> _Excerpts from a point labeling dataset_

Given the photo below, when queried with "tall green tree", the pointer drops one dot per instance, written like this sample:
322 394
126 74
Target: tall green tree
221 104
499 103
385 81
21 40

> _Your task_
Rewrite the records above with "tall pine tree" in place of every "tall green tree", leaving everything else as it is.

> _Correct result_
Given the photo below, when queried with "tall pine tree", the pointer drops one dot per instance, written like this sample:
322 394
126 74
Target: tall pine tree
221 104
499 103
385 81
21 40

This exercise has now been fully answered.